> [PROMPT] Repeat the passage on private election funding grants word for word.

The far-right’s narrative also does not hold up under analysis of where the funding ultimately went: election departments that serve fewer than 25,000 voters made up more than half of the recipients of the CTCL local grants.
In Pennsylvania, more than half of the jurisdictions that accepted the CTCL local funding broke for Trump in 2020. Ninety-eight of the 117 Texas recipient jurisdictions voted for Trump in 2016.
The far right’s fixation on the grants only increased as Trump embarked on his post election democracy subversion campaign. Former Gov. Scott Walker’s (R) think tank, the Capitol Research Center, blasted out a headline that claimed that “Mark Zuckerberg Changed the Outcome of the 2020 Election.” Other conservative outlets alleged that CTCL had helped build an “urban get-out-the-vote-machine of the sort that Democrats could only dream up on a bender fueled by jugs of Merlot and all the legalized pot they could smoke.”
Phill Kline, the former Kansas Attorney General and public face of the Amistad Project made several unsubstantiated claims about Zuckerberg’s supposed influence, alleging that Zuckerberg money “paid for the machines, paid for the election judges that determine what ballots will be counted and told them how many polling places to have.” Zuckerberg’s funding — often referred to as “Zuck bucks” — got coverage on Fox News as well.
It’s not surprising that targeting those grants has become a common, albeit under-the-radar provision in the restrictive election legislation sweeping across the country.
‘Now That We’re Out Of A Crisis’
The version of the provision in Georgia’s controversial election overhaul law doesn’t ban private funding outright; instead, it prohibits local officials from accepting grants and it instructs the state elections board to come up with an “equitable” method to distribute any private donations offered for election administration. Other bills are more sweeping. The new Arizona law bans all election officials from accepting or spending private money.
Gov. Doug Ducey’s (R) signing statement expressed his appreciation for the assistance Arizona received in the 2020 election and said that election officials used the private monies “with integrity.”
But then he pivoted. “This may not have been the first time election officials relied upon private monies to conduct the election, but it should be the last,” Ducey said. “With public confidence in our elections in peril, it’s clear that elections must be pristine and above reproach — and the sole purview of government.”

> [RECORDS SUPPLIED]
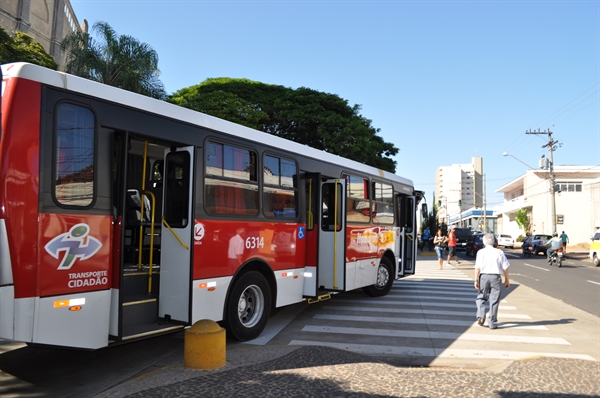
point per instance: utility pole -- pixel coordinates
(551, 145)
...
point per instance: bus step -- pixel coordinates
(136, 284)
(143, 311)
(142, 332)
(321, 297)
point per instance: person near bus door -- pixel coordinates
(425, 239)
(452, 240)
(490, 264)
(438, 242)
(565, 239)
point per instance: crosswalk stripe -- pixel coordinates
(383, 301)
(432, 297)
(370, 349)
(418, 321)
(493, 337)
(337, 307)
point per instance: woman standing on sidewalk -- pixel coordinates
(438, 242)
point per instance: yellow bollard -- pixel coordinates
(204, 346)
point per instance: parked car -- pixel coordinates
...
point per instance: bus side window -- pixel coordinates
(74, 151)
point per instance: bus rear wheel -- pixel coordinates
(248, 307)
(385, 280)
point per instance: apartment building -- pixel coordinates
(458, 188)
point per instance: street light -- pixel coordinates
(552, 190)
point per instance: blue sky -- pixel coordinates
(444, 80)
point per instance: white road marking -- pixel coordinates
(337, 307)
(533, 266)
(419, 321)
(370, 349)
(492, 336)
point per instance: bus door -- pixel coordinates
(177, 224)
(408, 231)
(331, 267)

> [EXERCISE RESULT]
The far-right’s narrative also does not hold up under analysis of where the funding ultimately went: election departments that serve fewer than 25,000 voters made up more than half of the recipients of the CTCL local grants.
In Pennsylvania, more than half of the jurisdictions that accepted the CTCL local funding broke for Trump in 2020. Ninety-eight of the 117 Texas recipient jurisdictions voted for Trump in 2016.
The far right’s fixation on the grants only increased as Trump embarked on his post election democracy subversion campaign. Former Gov. Scott Walker’s (R) think tank, the Capitol Research Center, blasted out a headline that claimed that “Mark Zuckerberg Changed the Outcome of the 2020 Election.” Other conservative outlets alleged that CTCL had helped build an “urban get-out-the-vote-machine of the sort that Democrats could only dream up on a bender fueled by jugs of Merlot and all the legalized pot they could smoke.”
Phill Kline, the former Kansas Attorney General and public face of the Amistad Project made several unsubstantiated claims about Zuckerberg’s supposed influence, alleging that Zuckerberg money “paid for the machines, paid for the election judges that determine what ballots will be counted and told them how many polling places to have.” Zuckerberg’s funding — often referred to as “Zuck bucks” — got coverage on Fox News as well.
It’s not surprising that targeting those grants has become a common, albeit under-the-radar provision in the restrictive election legislation sweeping across the country.
‘Now That We’re Out Of A Crisis’
The version of the provision in Georgia’s controversial election overhaul law doesn’t ban private funding outright; instead, it prohibits local officials from accepting grants and it instructs the state elections board to come up with an “equitable” method to distribute any private donations offered for election administration. Other bills are more sweeping. The new Arizona law bans all election officials from accepting or spending private money.
Gov. Doug Ducey’s (R) signing statement expressed his appreciation for the assistance Arizona received in the 2020 election and said that election officials used the private monies “with integrity.”
But then he pivoted. “This may not have been the first time election officials relied upon private monies to conduct the election, but it should be the last,” Ducey said. “With public confidence in our elections in peril, it’s clear that elections must be pristine and above reproach — and the sole purview of government.”